## Task instructions
Gather every line of the material below that contains the word "blue", and copy each of those lines.

## Data for the task
==================================================

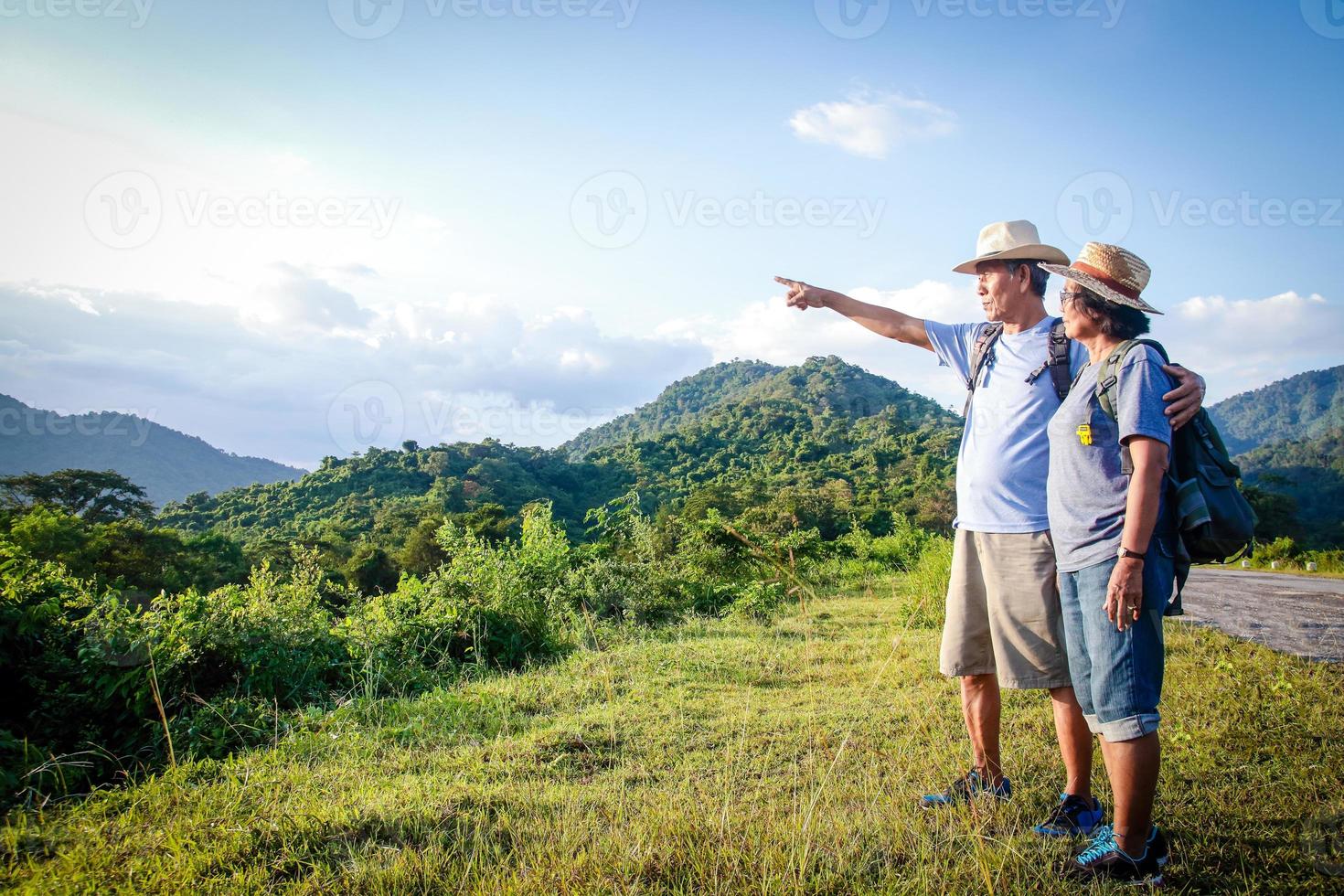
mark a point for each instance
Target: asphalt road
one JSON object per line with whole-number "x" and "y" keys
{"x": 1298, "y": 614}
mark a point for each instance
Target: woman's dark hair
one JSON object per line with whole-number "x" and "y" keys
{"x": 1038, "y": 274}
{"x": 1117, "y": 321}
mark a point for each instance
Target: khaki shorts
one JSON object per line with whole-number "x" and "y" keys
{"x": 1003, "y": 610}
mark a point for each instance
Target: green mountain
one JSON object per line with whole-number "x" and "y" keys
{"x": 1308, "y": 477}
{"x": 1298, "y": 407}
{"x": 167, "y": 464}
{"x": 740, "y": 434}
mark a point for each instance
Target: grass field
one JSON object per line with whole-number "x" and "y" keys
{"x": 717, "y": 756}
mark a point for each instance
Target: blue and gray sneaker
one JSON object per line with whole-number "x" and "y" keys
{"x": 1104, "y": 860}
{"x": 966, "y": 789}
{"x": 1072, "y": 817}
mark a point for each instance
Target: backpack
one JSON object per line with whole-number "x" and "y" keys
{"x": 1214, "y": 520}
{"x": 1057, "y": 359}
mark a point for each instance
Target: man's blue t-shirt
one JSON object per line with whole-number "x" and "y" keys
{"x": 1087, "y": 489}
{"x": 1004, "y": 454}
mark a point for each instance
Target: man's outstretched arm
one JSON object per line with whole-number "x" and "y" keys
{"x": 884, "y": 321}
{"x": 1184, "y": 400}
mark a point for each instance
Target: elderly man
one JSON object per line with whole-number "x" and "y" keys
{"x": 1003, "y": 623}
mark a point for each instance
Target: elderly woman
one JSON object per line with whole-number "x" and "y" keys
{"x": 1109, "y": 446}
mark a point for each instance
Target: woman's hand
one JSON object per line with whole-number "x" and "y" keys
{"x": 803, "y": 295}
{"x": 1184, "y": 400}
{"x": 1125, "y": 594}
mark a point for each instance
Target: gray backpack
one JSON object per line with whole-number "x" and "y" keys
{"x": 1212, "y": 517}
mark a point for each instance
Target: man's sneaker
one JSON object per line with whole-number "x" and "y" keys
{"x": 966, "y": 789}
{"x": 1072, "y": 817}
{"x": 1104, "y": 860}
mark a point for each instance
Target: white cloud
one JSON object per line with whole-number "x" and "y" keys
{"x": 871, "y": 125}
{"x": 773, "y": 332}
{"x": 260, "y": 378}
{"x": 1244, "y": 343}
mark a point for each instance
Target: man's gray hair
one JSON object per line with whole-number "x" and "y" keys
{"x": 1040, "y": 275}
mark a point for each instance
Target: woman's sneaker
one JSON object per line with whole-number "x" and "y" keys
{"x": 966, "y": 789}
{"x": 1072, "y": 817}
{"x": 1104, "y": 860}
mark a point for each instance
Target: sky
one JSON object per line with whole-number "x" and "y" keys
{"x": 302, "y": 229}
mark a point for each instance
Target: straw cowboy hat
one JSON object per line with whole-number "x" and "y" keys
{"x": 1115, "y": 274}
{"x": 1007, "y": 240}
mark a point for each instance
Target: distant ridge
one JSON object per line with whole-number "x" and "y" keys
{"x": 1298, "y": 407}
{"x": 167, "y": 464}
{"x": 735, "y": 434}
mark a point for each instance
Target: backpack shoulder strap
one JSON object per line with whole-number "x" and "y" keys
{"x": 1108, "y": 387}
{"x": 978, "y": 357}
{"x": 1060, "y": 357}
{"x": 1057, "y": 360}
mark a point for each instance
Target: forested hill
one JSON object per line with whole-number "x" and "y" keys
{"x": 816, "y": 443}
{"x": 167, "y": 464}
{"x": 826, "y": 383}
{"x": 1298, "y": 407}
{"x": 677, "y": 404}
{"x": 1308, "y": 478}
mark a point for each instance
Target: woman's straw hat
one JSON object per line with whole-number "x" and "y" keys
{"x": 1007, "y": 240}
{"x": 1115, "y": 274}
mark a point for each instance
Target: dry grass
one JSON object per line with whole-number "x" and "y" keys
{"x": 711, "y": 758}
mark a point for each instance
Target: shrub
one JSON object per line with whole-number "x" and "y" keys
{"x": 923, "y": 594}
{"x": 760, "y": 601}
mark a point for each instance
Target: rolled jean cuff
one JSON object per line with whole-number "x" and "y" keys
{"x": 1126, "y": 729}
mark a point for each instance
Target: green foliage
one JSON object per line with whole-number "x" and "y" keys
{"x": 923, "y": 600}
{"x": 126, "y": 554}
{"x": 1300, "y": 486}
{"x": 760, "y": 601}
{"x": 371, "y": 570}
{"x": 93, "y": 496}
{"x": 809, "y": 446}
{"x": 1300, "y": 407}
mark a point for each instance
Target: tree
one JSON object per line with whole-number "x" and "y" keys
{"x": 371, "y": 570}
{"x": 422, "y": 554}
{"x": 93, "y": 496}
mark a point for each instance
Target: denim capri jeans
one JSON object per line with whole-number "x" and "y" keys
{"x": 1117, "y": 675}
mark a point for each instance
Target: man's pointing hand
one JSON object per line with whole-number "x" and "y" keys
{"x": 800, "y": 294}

==================================================

## Output for this task
Target: blue and gray sneaker
Target: man's blue t-shirt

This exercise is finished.